__Task to complete__.
Output each line of the records below as a numbered list, and omit any blank lines.

Location identification entries:
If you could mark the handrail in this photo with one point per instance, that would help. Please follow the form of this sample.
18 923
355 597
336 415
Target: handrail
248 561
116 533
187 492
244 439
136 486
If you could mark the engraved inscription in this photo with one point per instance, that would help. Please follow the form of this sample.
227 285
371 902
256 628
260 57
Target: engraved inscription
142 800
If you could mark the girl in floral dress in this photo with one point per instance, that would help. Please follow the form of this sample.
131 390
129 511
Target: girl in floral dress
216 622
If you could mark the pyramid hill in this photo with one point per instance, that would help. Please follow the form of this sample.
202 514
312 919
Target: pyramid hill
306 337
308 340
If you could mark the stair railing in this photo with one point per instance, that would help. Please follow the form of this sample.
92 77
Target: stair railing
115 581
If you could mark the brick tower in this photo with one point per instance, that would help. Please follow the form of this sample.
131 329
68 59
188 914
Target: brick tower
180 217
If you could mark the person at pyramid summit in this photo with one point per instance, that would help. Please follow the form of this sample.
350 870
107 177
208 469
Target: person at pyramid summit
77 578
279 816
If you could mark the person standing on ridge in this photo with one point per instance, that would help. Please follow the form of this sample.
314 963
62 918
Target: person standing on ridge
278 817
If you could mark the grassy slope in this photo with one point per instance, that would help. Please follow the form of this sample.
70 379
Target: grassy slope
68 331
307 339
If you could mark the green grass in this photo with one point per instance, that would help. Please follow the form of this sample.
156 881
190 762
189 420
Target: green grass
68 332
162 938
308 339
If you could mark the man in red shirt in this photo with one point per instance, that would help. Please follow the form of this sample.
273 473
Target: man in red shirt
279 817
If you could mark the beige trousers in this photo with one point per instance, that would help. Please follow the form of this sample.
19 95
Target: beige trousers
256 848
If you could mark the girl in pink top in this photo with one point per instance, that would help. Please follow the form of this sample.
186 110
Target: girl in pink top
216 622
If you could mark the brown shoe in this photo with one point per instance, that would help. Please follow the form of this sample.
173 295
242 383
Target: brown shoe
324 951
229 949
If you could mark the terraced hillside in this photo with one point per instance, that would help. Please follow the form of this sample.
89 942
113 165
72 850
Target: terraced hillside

__Solution for this exercise__.
1. If you could mark the handrail in this photo with one point per instance, that would help. Please follow the form of this sample.
2. 18 923
3. 355 597
4. 336 415
5. Target: handrail
6. 248 561
7. 116 533
8. 187 492
9. 244 439
10. 136 486
11. If you could mark the engraved inscription in this photo with one point per instance, that would help. Please follow the form of this sample.
12. 227 285
13. 371 902
14. 256 628
15. 260 57
16. Target: engraved inscription
17. 142 800
18. If you could mark the girl in floral dress in this photo with one point per instance, that would help. Please follow the form of this sample.
19. 131 390
20. 129 511
21. Target: girl in floral dress
22. 216 622
23. If you could mark the pyramid hill in this photo with one point per instance, that would help. Please follow the form of this sample.
24. 202 514
25. 312 919
26. Target: pyramid hill
27. 306 337
28. 308 340
29. If you could mark the stair railing in this photo with one point per instance, that would help. Please follow the form of this sample.
30. 92 77
31. Target: stair railing
32. 115 581
33. If you could mark the brick tower in this photo with one point per instance, that would help. Please follow the form of this sample.
34. 131 329
35. 68 59
36. 188 914
37. Target: brick tower
38. 180 217
39. If you could mark the person at pyramid summit in this photo with one point per instance, that would help. Please follow the form of this sample.
40. 350 870
41. 107 177
42. 208 469
43. Target: person at pyramid summit
44. 77 578
45. 279 816
46. If you could mark the person standing on ridge in this photo with one point per instance, that would help. Please follow the form of this sample.
47. 314 963
48. 62 918
49. Target: person standing on ridge
50. 278 817
51. If you could mark the grassy slope in this photo with one point per instance, that would help. Please follow the form of this sample.
52. 70 379
53. Target: grassy slope
54. 68 331
55. 307 339
56. If you could mark the green grass in this photo with one point per instance, that would help. Please follow the form of this sample.
57. 156 881
58. 190 762
59. 189 420
60. Target: green grass
61. 68 332
62. 162 938
63. 308 339
64. If you could mark the man in red shirt in this photo with one point per instance, that would help. Please follow the form of this sample.
65. 273 473
66. Target: man in red shirt
67. 279 817
68. If you could mark the beige trousers in this photo with one point per instance, that would help. Please follow the form of this sample.
69. 19 95
70. Target: beige trousers
71. 256 848
72. If you could mark the girl in pink top in this photo with one point per instance, that would help. Please follow the form of this sample.
73. 186 110
74. Target: girl in pink top
75. 216 622
76. If you could mark the brown shoe in this photo with one point per instance, that would help. Please follow the form of this sample.
77. 173 295
78. 242 383
79. Target: brown shoe
80. 324 951
81. 229 949
82. If you could mark the terraced hillside in this photo with one point per instance, that would help. Please follow the form of this sample.
83. 89 942
84. 113 165
85. 72 850
86. Target: terraced hillside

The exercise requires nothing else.